## Start
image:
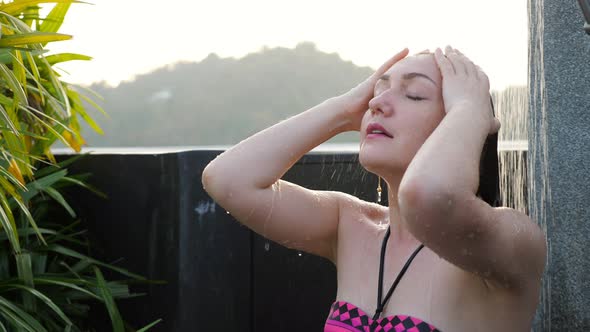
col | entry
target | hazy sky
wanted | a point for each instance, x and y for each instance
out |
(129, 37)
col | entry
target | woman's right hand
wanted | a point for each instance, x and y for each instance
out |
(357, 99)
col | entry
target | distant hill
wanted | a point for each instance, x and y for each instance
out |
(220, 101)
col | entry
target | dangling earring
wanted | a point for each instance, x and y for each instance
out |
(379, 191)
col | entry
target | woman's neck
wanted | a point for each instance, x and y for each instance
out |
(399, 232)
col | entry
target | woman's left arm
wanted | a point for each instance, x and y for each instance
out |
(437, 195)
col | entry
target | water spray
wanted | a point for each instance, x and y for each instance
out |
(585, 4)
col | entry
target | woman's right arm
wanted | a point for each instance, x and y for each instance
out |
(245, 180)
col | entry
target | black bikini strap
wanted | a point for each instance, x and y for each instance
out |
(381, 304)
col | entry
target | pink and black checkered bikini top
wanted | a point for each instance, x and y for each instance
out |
## End
## Start
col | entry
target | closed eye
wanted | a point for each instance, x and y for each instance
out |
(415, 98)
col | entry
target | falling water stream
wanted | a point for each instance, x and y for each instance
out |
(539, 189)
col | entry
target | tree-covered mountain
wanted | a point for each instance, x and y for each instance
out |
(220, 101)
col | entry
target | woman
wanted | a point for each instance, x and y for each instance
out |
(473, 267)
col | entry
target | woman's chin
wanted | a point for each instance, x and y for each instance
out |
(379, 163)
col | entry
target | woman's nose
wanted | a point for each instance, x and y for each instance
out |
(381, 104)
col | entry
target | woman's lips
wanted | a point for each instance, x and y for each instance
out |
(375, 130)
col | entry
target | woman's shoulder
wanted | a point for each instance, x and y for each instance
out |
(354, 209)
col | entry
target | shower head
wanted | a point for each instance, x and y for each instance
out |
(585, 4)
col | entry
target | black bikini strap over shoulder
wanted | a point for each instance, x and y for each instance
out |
## End
THE PROBLEM: List each line of the items above that contains the word "strap", reproducing every such line in full.

REPLY TO THE TASK:
target | black bikini strap
target | black bikini strap over shoulder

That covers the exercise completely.